INSTRUCTIONS TO FOLLOW:
Write out precisely the lines beginning with the line that contains "Could you please pick out the cumulus" and ending with the last line of the entries, and no other lines.

GIVEN DATA:
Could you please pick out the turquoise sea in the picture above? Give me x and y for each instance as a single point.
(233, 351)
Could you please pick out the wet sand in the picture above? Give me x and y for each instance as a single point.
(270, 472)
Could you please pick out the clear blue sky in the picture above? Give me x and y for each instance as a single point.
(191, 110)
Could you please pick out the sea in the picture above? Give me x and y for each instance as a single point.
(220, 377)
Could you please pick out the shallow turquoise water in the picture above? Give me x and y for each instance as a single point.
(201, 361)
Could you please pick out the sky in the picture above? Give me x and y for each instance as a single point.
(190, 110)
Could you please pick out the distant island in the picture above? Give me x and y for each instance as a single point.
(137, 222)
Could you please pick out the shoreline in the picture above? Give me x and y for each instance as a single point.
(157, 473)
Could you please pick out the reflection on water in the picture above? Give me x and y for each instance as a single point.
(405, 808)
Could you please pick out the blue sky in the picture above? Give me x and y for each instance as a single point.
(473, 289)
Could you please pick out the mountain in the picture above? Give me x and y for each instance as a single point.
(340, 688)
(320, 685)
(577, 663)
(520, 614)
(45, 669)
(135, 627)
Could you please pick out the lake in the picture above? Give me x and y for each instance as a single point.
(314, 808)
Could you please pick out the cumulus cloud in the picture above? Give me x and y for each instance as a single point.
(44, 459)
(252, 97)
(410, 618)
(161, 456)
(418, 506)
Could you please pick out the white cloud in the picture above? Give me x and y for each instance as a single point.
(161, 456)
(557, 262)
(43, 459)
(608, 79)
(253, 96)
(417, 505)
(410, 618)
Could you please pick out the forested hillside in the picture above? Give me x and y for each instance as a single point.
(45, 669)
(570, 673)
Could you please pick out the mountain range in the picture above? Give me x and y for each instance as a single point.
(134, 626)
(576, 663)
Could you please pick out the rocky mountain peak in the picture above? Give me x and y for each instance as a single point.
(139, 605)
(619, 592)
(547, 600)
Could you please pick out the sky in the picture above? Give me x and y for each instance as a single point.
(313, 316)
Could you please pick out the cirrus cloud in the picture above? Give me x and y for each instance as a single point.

ANSWER BOX:
Could you please pick out the cumulus cloud in the picture above? Give me x and y for each instance as a single point.
(44, 459)
(252, 97)
(410, 618)
(161, 456)
(418, 506)
Could you please pick out the white cloud in the picture above? Give me x and y for each instance as a single point.
(161, 456)
(557, 262)
(43, 459)
(608, 79)
(253, 96)
(417, 505)
(410, 618)
Could you please pick out the forested hillside in the picture above? Give me x and y for each instance as a single point.
(45, 669)
(570, 673)
Could you please pick out the mountain range in the picture above? Give me x and y for each instance as a single point.
(134, 626)
(576, 663)
Could you please pick out the rocky mountain peak in the picture above? Give me x and y for each instance as a single point.
(139, 605)
(619, 592)
(547, 600)
Could you please pick out the sky in the picture above? Give me x and y for each instance as a single point.
(313, 316)
Could you please pick out the cirrus cloud in the picture above? Give me x and y for each instance as a single point.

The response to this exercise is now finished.